Отрывок для чтения.
□ □ □

В лагерь нас привезли  в открытых кузовах грузовиков ЗИС-5 с высокими, дополнительно увеличенными, бортами, но в пути строго запретили вставать с деревянных скамеек, установленных поперёк кузова и подвешенных металлическими крюками к этим бортам. Мы сидели, крепко держась за скамейки, а грузовик раскачивался на неровной дороге, и наши сумки, баульчики и  мешки  с нехитрыми пожитками для лагерного быта мотались по полу под ногами. Грузовики бесстрашно пересекли неширокий горный поток, который, как и близкий «кишлак», назывался Баш Кара Суу, что в переводе могло означать Великая, или может быть, Главная Чёрная Река. Этот поток на самом деле был одной из ветвей действительно большой Ала Арчи, которая непонятно почему уходила в другом направлении, огибая один из многочисленных холмов «первых» гор.

В лагере, на обширном холме, среди деревьев тенистой рощи, располагались вместительные армейские палатки с двумя рядами кроватей, слева и справа, каждая на «панцирной» сетке, образуя центральный широкий проход, а между кроватями стояли «тумбочки», одна на две кровати. Перед каждой палаткой был установлен фанерный щит с номером отряда. Отрядов было восемь, причём нечётные номера относились к мужскому «контингенту», а чётные, соответственно, к женскому. В старших первом и втором отрядах были мальчики и девочки от 13 до 15 лет, так что среди них уже попадались «комсомольцы», то есть члены Всесоюзного Ленинского Коммунистического Союза Молодежи, или ВЛКСМ. Были также палатка «красный уголок» с библиотекой, санитарная палатка с жирным красным крестом на белом полотне и палатки для «кружков по интересам».

В «кружках» можно было заниматься рисованием, декламированием, постановкой любительских спектаклей, пением, танцами, шахматами, вышивкой, кройкой и шитьём. Гимнастический, футбольный, волейбольный и «городошный» «кружки» собирались на обширной спортивной площадке, на которой также каждое утро и вечер проходила «линейка»-церемония подъёма с спуска лагерного флага с обязательными рапортами «вожатых» начальнику лагеря или старшему «вожатому». Старший «вожатый» был точным воплощением ленинско-сталинского принципа партийного руководства народными массами, отвечая за нравственное воспитание молодняка в духе идей коммунизма. Эта схема выполнялась на любом уровне, так что во главе каждого отряда стоял отрядный «вожатый» в паре с воспитателем. Дня через три после приезда на этой площадке состоялось торжественное «открытие» лагеря, с речами и благодарностями товарищу Сталину «за наше счастливое детство», пионерскими песнями и заключительным пионерским костром. Я уже кое-что понимал в шахматах, наблюдая в «пожарке» за поединками некоторых, особо «продвинутых» бойцов, поэтому сразу же записался  «на шахматы», но меня кроме этого привлекал и футбол, но из «малышового» отряда путь туда был закрыт.

□ □ □

Список записей.
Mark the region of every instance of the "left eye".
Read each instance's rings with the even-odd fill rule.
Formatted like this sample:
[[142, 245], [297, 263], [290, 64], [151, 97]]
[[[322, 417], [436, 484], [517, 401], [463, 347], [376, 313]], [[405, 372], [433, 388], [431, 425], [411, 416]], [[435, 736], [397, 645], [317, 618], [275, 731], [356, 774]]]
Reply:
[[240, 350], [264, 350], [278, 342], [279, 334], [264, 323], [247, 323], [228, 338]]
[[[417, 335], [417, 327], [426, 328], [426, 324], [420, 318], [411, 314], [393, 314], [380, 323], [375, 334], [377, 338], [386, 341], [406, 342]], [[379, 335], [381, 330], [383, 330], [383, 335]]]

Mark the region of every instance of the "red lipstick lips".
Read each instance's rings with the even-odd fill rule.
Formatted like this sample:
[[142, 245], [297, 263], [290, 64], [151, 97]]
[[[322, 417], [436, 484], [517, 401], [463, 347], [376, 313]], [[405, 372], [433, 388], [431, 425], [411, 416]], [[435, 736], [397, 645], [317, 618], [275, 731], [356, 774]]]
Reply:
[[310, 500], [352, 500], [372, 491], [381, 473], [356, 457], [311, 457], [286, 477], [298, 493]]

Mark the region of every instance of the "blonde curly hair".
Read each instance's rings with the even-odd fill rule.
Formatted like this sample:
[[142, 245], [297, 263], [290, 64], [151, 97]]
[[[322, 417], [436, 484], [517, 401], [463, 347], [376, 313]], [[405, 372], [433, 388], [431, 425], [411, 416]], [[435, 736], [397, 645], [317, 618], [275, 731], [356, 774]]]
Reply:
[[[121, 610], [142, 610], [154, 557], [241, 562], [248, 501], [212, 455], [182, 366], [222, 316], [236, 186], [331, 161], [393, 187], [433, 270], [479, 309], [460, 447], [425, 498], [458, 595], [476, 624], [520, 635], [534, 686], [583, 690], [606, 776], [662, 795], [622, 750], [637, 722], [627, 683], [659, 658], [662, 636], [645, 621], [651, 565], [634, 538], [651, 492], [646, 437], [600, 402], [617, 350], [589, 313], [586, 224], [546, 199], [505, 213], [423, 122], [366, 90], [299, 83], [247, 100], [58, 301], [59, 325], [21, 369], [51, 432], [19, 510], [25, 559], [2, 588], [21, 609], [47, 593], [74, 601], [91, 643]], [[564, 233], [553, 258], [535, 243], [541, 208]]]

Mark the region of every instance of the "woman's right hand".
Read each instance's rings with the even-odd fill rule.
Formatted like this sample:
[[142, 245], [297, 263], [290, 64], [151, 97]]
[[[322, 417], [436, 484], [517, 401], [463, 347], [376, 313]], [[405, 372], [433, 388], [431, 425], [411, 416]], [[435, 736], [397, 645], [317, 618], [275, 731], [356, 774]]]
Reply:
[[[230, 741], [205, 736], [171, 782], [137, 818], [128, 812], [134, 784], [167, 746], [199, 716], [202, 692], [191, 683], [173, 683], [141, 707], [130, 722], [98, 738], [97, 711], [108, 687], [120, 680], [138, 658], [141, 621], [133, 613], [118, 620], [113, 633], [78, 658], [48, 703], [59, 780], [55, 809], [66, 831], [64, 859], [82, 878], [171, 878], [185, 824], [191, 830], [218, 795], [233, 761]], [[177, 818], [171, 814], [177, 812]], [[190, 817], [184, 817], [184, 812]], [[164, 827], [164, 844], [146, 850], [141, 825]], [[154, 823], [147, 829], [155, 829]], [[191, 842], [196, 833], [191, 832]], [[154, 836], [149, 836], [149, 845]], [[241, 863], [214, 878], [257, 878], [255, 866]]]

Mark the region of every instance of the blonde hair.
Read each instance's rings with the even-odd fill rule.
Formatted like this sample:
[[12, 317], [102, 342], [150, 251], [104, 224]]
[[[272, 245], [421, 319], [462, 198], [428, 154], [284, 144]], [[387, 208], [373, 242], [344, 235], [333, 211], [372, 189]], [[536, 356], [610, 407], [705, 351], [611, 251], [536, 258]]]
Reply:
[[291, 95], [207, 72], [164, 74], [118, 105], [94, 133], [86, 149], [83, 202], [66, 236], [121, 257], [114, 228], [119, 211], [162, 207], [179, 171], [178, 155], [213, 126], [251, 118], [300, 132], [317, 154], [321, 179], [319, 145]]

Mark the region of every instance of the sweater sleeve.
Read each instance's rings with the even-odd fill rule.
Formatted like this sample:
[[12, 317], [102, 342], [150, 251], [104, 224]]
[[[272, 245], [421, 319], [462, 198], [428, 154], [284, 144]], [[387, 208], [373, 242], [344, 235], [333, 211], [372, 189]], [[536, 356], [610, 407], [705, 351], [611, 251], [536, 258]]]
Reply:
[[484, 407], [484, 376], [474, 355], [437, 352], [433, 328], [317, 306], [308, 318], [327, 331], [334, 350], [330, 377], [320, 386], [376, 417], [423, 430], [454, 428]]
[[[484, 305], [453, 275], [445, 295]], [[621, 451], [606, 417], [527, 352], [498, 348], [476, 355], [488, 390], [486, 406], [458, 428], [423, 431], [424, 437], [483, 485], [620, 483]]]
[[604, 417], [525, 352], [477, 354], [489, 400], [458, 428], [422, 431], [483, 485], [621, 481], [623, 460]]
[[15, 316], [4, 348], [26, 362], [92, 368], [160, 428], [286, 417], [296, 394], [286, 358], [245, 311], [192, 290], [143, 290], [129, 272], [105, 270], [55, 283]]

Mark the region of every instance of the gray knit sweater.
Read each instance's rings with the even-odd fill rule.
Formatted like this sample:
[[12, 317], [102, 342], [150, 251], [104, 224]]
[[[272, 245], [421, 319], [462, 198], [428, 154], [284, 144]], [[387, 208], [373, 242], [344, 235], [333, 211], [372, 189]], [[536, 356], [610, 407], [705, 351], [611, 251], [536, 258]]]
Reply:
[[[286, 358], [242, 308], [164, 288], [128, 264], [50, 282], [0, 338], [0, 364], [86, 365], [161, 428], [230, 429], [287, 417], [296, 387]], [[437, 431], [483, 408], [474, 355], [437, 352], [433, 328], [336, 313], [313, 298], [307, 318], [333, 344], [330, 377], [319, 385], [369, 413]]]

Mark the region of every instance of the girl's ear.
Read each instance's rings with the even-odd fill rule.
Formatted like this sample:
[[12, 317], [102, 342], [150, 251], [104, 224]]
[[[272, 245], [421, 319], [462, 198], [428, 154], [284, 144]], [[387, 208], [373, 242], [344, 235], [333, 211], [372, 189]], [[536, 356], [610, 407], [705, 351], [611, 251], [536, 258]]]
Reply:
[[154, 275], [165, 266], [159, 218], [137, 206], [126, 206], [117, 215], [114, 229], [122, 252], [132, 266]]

□ □ □

Условия задания.
**A)** Соответствуют ли отрывку о пионерском лагере утверждения ниже? На каждое ответьте «да» или «нет» и приведите решающие слова отрывка дословно.
(i) В лагере было восемь отрядов, и чётные номера относились к девочкам.
(ii) В дороге детям разрешалось вставать со скамеек.
(iii) В палатках одна тумбочка приходилась на четыре кровати.
**B)** Продолжите отрывок о пионерском лагере, начав сразу после его последнего предложения.

Ответы.
**A)**
(i) Да: «Отрядов было восемь» … «а чётные, соответственно, к женскому».
(ii) Нет: «но в пути строго запретили вставать с деревянных скамеек».
(iii) Нет: «одна на две кровати».

**B)**
Под длинным и широким навесом, установленным на деревянных столбах, в два ряда, но отдельно друг от друга, стояли четыре длинных же деревянных стола с лавками, протянутыми вдоль столов с двух сторон.Это была столовая, рассчитанная на одновременный приём четырёх отрядов. Остальные четыре должны были ждать своей очереди, то есть столовая работала в две смены. Для «начальства», «вожатых», воспитателей, «физрука», баяниста, медсестры, поваров и других работников лагеря имелась отдельная, капитальной постройки из известного уже «самана», столовая, а вот кухня размещалась под обычным навесом, где поднимался пар пополам с дымом от длинных печей с огромными чугунными «котлами», вделанными в кирпичный настил. Здесь же под навесом был большой деревянный кухонный стол, заваленный  ножами, поварёжками и внушительных размеров трёхзубыми вилками. Отдельно стояли
короткие и толстые деревянные «чурбаны» с воткнутыми в них топорами и облепленные крупными жирными серыми мухами.  Начальник лагеря и старший  «вожатый» жили в отдельном домике, а остальные их подчинённые в длинном бараке, разделённом на изолированные комнаты.

Воспитатели и отрядные «вожатые», сменяя друг друга, ночевали в отрядных палатках, но обычно приходили поздно, чуть ли не заполночь. Мы во всю пользовались этим свободным временем,рассказывая в тёмной палатке страшные выдуманные истории, и помню, когда я был  уже в третьем отряде, нас перед сном забавлял любопытный отрядный затейник, кликуху которого я забыл, но хорошо запомнил его необычные звонкие стихи о похождениях легендарного сексуального богатыря Луки Мудищева. Много позже я узнал, что эту поэму приписывали русскому поэту Баркову, предшественнику Пушкина, и великий Пушкин очень ценил эту поэму, рекомендуя её своим недалёким сыновьям для обязательного прочтения. А затейник наш, как из рога изобилия, высыпал поэму за поэмой неизвестных мне до сих пор авторов, перекрученные такой цветистой нецензурной лексикой, которой я никогда не слыхал даже от профессионалов-«бойцов».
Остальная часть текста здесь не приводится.